» TASK TO COMPLETE:
Copy the forum post about LiPo battery fire safety in full, word for word.

» PROVIDED PASSAGE:
BEGIN

That old favorite, Lipo Fires

seagull10m

New member
Hi Al, I’m new to the forum, but not to RC. I tend to dip in, go crazy for a few months, then move on to other things for a while. Then re-discover RC and start again . So I’m always playing catch-up to some degree with the latest tech and information. Call it a minor mental problem.

I’ve bought some flight test foamies to put together, hot glue gun etc., but this question of llipos burning the house down has come back to haunt me again.
There’s a lot of conflicting information out there: some sites swear that class D fire extinguisher is the only one you should get, if you’re willing to pay $900 for it. Others say that it’s not a lithium metal battery so class B will be effective. Videos I’ve seen show that sand doesn’t seem to do much of anything if the fire really gets going.
Most of my batteries are 3S/2300 MAH. Are those considered small and therefore less dangerous?
I bought a bat-safe XL box and right now have all my new batteries which I have not charged yet locked in that. That’s 6 batteries, all together, for a total of 13,800 MAH total. The XL is rated to handle 20,000 MAH total, or four 5000 MAH batteries. Can I really have confidence that that’s an accurate threshold?

I don’t want to be wrong and burn my house down. Plus I live in a quadplex, so I’d take three other homes with me potentially. So yeah, it’s keeping me awake at night a little bit until I resolve these safety factors.

Other factors include the fact that I live in New England, so I can’t leave them outside to charge or store during winter, once I have charged. Too cold.

END

» DATA FOR ANALYSIS:
BEGIN

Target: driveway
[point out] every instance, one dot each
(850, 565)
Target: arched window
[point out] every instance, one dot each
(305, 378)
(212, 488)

END

» REPLY TO THE EXERCISE:
That old favorite, Lipo Fires

seagull10m

New member
Hi Al, I’m new to the forum, but not to RC. I tend to dip in, go crazy for a few months, then move on to other things for a while. Then re-discover RC and start again . So I’m always playing catch-up to some degree with the latest tech and information. Call it a minor mental problem.

I’ve bought some flight test foamies to put together, hot glue gun etc., but this question of llipos burning the house down has come back to haunt me again.
There’s a lot of conflicting information out there: some sites swear that class D fire extinguisher is the only one you should get, if you’re willing to pay $900 for it. Others say that it’s not a lithium metal battery so class B will be effective. Videos I’ve seen show that sand doesn’t seem to do much of anything if the fire really gets going.
Most of my batteries are 3S/2300 MAH. Are those considered small and therefore less dangerous?
I bought a bat-safe XL box and right now have all my new batteries which I have not charged yet locked in that. That’s 6 batteries, all together, for a total of 13,800 MAH total. The XL is rated to handle 20,000 MAH total, or four 5000 MAH batteries. Can I really have confidence that that’s an accurate threshold?

I don’t want to be wrong and burn my house down. Plus I live in a quadplex, so I’d take three other homes with me potentially. So yeah, it’s keeping me awake at night a little bit until I resolve these safety factors.

Other factors include the fact that I live in New England, so I can’t leave them outside to charge or store during winter, once I have charged. Too cold.